Starting with the line that holds "this form: (448,672).", copy out each remaining line of the listing below, up to and including the last one, and include nothing else.

-*-

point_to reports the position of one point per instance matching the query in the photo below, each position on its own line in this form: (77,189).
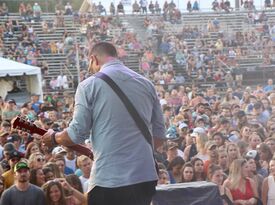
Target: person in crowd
(253,165)
(242,188)
(233,152)
(223,161)
(163,177)
(112,9)
(1,186)
(59,191)
(85,165)
(48,173)
(120,8)
(13,158)
(10,111)
(268,187)
(37,177)
(135,8)
(36,160)
(37,11)
(198,169)
(175,170)
(188,173)
(32,148)
(22,190)
(216,175)
(68,9)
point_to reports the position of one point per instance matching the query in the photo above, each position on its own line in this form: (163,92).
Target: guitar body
(24,125)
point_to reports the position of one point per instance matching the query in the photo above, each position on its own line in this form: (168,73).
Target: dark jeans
(137,194)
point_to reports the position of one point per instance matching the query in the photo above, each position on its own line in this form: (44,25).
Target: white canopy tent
(10,69)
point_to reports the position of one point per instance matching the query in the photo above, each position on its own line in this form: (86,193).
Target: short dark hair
(104,48)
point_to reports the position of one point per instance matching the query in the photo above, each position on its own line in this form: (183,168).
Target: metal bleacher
(229,23)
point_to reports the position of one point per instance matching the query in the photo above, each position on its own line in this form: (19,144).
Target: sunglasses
(40,159)
(14,159)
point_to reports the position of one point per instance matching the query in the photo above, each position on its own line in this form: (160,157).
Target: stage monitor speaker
(194,193)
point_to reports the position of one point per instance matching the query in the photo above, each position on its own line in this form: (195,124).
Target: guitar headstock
(23,124)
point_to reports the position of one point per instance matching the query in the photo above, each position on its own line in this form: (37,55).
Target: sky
(204,4)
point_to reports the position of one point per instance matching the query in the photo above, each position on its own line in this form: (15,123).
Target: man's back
(122,155)
(32,196)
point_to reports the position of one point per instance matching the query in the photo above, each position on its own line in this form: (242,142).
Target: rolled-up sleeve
(79,128)
(158,126)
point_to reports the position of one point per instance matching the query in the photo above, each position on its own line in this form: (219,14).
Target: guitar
(26,126)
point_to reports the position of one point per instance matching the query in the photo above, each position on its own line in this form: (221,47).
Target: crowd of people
(227,139)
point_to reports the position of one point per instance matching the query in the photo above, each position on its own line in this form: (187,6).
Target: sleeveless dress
(271,191)
(238,195)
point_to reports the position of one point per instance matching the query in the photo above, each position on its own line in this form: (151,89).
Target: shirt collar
(113,61)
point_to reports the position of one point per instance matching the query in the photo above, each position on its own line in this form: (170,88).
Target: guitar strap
(131,109)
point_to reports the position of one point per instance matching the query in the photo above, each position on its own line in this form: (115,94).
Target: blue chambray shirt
(122,156)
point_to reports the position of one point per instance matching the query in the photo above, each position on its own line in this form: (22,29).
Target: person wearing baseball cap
(23,191)
(10,112)
(13,157)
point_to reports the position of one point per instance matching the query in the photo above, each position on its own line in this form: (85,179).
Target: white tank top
(271,191)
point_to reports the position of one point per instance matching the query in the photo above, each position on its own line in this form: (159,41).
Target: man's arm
(158,126)
(79,128)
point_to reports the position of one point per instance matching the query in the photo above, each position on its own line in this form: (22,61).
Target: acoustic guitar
(26,126)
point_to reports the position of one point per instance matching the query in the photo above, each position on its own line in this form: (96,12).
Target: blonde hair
(81,159)
(238,150)
(201,142)
(235,173)
(32,159)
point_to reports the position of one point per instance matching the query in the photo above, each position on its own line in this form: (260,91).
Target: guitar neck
(76,147)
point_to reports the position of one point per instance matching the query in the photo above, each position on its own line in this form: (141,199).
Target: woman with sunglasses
(198,168)
(60,192)
(36,160)
(233,152)
(242,188)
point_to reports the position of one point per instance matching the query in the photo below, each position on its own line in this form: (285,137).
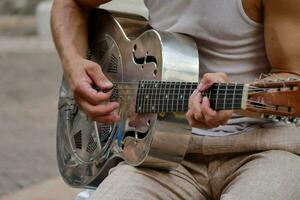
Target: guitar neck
(163,96)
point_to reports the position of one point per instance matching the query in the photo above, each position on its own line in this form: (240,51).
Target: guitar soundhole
(92,145)
(143,60)
(134,134)
(104,133)
(78,140)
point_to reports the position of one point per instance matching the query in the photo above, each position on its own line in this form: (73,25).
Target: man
(237,40)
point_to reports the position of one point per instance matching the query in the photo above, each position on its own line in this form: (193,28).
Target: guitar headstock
(277,99)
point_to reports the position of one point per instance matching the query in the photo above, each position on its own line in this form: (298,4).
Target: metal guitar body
(86,150)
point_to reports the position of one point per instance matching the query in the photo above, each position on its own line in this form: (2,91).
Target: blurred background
(30,75)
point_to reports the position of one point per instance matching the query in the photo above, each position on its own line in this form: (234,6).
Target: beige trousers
(261,164)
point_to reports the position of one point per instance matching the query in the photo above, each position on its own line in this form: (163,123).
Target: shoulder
(254,9)
(91,3)
(282,9)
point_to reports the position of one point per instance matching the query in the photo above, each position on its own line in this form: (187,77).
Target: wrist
(70,58)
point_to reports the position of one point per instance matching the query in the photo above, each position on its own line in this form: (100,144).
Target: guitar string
(203,93)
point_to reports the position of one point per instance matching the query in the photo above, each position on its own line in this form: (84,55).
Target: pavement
(30,75)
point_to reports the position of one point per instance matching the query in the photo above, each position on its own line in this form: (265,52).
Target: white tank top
(228,40)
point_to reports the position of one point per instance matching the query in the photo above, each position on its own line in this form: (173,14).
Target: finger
(208,113)
(209,78)
(195,105)
(195,100)
(85,91)
(96,74)
(107,119)
(223,116)
(193,122)
(99,110)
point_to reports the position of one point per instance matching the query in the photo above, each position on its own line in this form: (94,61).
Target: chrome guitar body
(86,150)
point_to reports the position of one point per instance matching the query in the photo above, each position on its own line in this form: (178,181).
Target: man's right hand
(82,74)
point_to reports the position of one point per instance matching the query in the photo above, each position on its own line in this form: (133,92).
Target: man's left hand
(200,114)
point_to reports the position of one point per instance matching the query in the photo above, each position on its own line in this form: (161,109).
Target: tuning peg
(286,120)
(296,121)
(293,79)
(274,118)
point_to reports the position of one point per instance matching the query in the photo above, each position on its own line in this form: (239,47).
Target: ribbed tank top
(228,40)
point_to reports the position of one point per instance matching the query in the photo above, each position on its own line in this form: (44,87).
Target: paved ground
(30,75)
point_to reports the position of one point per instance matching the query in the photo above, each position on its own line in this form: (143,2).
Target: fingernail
(195,92)
(200,87)
(107,84)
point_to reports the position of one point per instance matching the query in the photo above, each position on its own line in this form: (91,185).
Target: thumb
(99,79)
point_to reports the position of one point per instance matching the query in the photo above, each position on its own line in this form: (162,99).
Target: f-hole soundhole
(144,59)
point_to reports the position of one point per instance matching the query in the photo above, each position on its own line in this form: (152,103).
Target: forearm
(69,30)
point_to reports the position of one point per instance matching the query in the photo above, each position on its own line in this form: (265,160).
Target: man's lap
(266,175)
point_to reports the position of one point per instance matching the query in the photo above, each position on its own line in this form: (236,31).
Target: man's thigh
(127,182)
(270,175)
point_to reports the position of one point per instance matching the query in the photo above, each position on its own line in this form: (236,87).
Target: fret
(178,88)
(217,96)
(164,97)
(142,96)
(160,96)
(183,97)
(233,96)
(224,102)
(147,96)
(209,94)
(138,99)
(173,88)
(155,103)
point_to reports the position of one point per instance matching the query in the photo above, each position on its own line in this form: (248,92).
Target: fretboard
(162,96)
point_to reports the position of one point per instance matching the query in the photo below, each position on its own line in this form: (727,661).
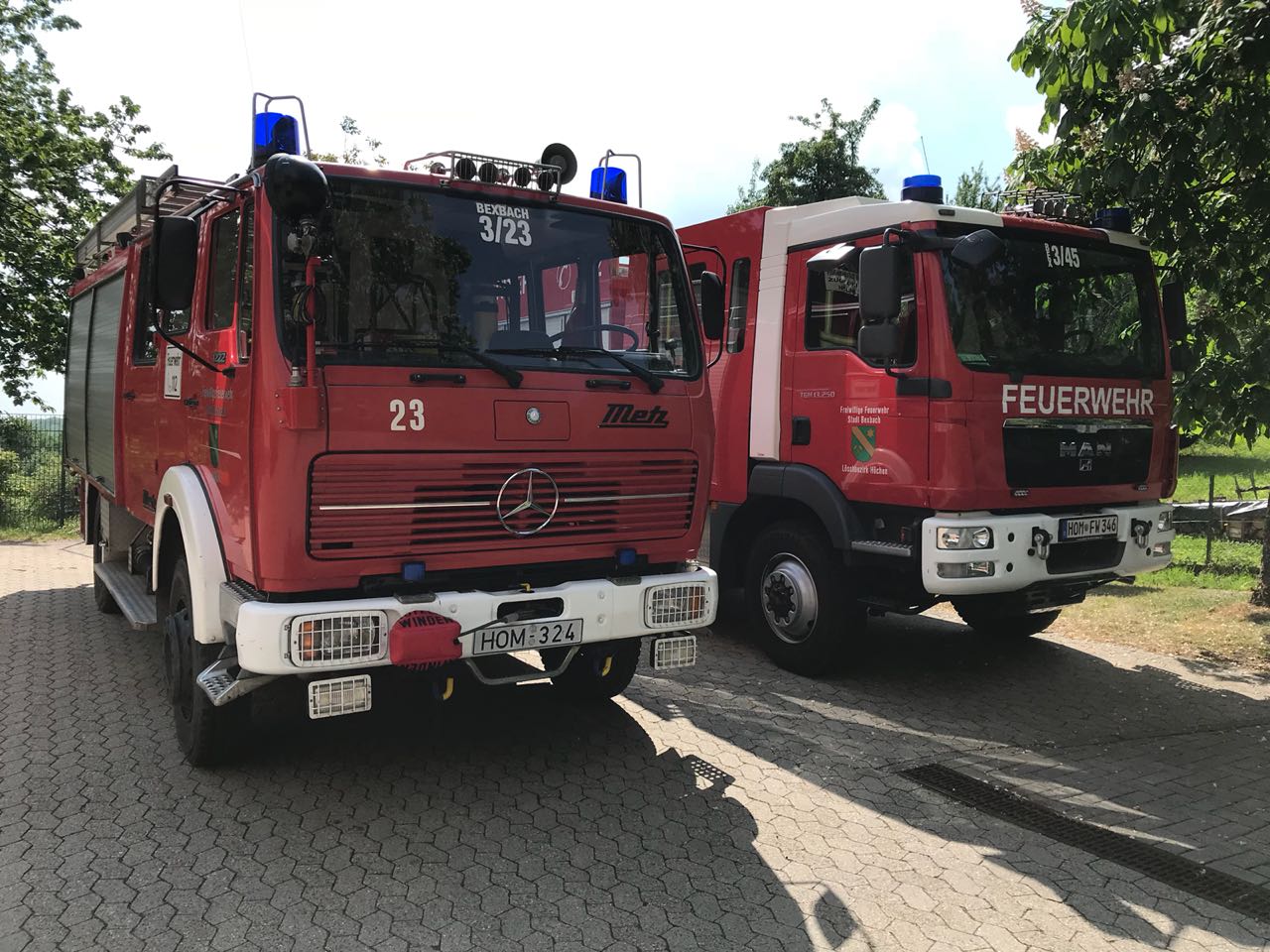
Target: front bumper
(1019,562)
(610,610)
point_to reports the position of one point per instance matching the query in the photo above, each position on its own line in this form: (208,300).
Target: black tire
(105,603)
(203,731)
(996,621)
(599,671)
(799,601)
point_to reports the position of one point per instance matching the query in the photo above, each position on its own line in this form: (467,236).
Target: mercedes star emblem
(539,495)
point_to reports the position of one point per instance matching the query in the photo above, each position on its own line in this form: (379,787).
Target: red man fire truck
(920,403)
(330,419)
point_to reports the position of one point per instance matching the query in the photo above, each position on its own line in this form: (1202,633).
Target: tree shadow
(1109,744)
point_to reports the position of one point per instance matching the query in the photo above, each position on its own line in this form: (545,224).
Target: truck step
(896,548)
(130,593)
(222,680)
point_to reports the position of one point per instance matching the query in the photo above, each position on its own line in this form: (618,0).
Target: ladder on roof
(137,209)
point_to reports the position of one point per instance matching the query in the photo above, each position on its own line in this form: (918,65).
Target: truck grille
(1047,452)
(413,504)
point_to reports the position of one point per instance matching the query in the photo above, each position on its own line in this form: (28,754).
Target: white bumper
(1016,562)
(608,611)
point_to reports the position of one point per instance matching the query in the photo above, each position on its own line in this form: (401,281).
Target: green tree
(974,190)
(359,149)
(60,167)
(824,166)
(1165,107)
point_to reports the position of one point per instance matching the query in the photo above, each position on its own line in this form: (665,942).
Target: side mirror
(176,250)
(879,341)
(1174,299)
(879,284)
(978,249)
(711,306)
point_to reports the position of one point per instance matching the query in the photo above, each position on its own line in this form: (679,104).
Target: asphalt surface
(730,806)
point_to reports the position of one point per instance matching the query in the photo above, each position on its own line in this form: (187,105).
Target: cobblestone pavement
(725,807)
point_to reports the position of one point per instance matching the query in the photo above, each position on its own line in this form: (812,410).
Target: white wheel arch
(182,493)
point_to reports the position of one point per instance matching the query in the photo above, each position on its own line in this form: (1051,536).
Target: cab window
(833,309)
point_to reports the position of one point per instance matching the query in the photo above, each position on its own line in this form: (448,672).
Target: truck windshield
(1057,307)
(420,277)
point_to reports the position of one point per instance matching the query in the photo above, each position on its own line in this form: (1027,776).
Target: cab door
(862,426)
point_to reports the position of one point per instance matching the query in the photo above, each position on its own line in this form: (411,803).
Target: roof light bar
(467,167)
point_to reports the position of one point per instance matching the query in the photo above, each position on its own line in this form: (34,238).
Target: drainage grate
(1176,871)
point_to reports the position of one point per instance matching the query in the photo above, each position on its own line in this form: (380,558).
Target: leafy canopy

-*-

• [Complete response]
point_to reports the position of one point per instance matching the query in the photo above, each position on its own line in this form: (448,672).
Target: truck windshield
(1057,307)
(420,277)
point_to reports the position of one point per instance matching the query in the photo above, each position on its own line in this form: (1027,776).
Target: cab door
(862,426)
point_to reports the position of one point per instance matching the query in the photo above, each position on its own line in this form: (411,803).
Target: roof light bar
(467,167)
point_to reports the position of one point per instance matching the query in the photo above, each position on its own line in this form: (34,238).
Target: drainage grate
(1176,871)
point_to reports the position of one point per instance matching the query in the photo above, each position on its own line in this form: (380,558).
Target: leafy canopy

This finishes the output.